本文抜粋:
━━━━
確認しておくと、僕は表現は基本的に自由であると考えていて、それが大規模に流通するような場合に、公共性に基づく最低限の規制が必要になる、と考えている。つまり、今回のことに関しては「ポルノとして売っているのではないから、ポルノに似ているとか、芸術としての価値がないといったような理由によって規制するのはおかしい」というのが言いたいことだ。

しかし、これでは議論の水準を切り替えただけで、本当の意味で問題に答えたことにはならない。そもそも会田の作品が問題になったのは、「それがポルノに似ている」からだし、会田が批判的なアイコンとして作品を機能させられるもの「それがポルノに似たものになる」からだ。たとえば、ウォホールの「キャンベルスープ」を缶詰の大量流通と切り離して理解できないように、今回の作品展も我々の社会におけるポルノや性の問題と切り離しては理解できない。もちろん、これを論じることは抗議をした人たちの(今一つ問題のある)ストーリーに乗っかることだ、という言い方はありえるし、逆に、会田誠の(あまり洗練されているとはいえない)問題提起に同調してしまうことだ、という批判もありえる。でも、まあ、それでもいいと僕は思う。これは、やっぱり重大な問題なんだ。
━━━━
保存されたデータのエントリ
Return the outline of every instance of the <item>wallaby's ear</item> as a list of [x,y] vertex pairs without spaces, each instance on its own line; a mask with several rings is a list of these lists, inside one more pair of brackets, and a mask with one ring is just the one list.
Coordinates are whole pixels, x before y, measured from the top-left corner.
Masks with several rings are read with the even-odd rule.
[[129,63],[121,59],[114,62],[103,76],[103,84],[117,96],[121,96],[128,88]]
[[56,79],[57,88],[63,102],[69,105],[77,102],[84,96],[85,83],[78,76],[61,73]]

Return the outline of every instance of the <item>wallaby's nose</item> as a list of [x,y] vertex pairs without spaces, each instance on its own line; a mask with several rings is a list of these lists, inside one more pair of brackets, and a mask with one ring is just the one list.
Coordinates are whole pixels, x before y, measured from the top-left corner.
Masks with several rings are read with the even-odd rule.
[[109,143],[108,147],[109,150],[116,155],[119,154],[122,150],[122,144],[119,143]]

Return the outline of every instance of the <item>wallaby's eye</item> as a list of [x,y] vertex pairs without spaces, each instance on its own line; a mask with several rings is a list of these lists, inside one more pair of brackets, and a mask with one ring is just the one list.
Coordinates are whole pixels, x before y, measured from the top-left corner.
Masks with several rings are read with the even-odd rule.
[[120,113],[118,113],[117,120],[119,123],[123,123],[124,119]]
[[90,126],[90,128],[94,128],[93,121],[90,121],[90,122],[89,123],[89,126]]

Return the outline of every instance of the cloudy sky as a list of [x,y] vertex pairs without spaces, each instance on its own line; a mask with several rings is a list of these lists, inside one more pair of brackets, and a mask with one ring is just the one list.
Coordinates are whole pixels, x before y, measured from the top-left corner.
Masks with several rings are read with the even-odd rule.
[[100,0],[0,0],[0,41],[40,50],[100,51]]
━━━━
課題一覧:
**1.** 会田誠の作品展をめぐる本文を、一字も変えずに全文書き写すこと。
**2.** エントリのうち「Return the outline of every instance of the cloudy」を含む行からエントリの最後の行まで(両端を含む)だけを、依頼文も含めてもう一度書くこと。その際、解答の座標の数値をすべて0.8倍し、整数に四捨五入する(0.5は切り上げ)。

解答:
**1.**
確認しておくと、僕は表現は基本的に自由であると考えていて、それが大規模に流通するような場合に、公共性に基づく最低限の規制が必要になる、と考えている。つまり、今回のことに関しては「ポルノとして売っているのではないから、ポルノに似ているとか、芸術としての価値がないといったような理由によって規制するのはおかしい」というのが言いたいことだ。

しかし、これでは議論の水準を切り替えただけで、本当の意味で問題に答えたことにはならない。そもそも会田の作品が問題になったのは、「それがポルノに似ている」からだし、会田が批判的なアイコンとして作品を機能させられるもの「それがポルノに似たものになる」からだ。たとえば、ウォホールの「キャンベルスープ」を缶詰の大量流通と切り離して理解できないように、今回の作品展も我々の社会におけるポルノや性の問題と切り離しては理解できない。もちろん、これを論じることは抗議をした人たちの(今一つ問題のある)ストーリーに乗っかることだ、という言い方はありえるし、逆に、会田誠の(あまり洗練されているとはいえない)問題提起に同調してしまうことだ、という批判もありえる。でも、まあ、それでもいいと僕は思う。これは、やっぱり重大な問題なんだ。

**2.**
Return the outline of every instance of the cloudy sky as a list of [x,y] vertex pairs without spaces, each instance on its own line; a mask with several rings is a list of these lists, inside one more pair of brackets, and a mask with one ring is just the one list.
Coordinates are whole pixels, x before y, measured from the top-left corner.
Masks with several rings are read with the even-odd rule.
[[80,0],[0,0],[0,33],[32,40],[80,41]]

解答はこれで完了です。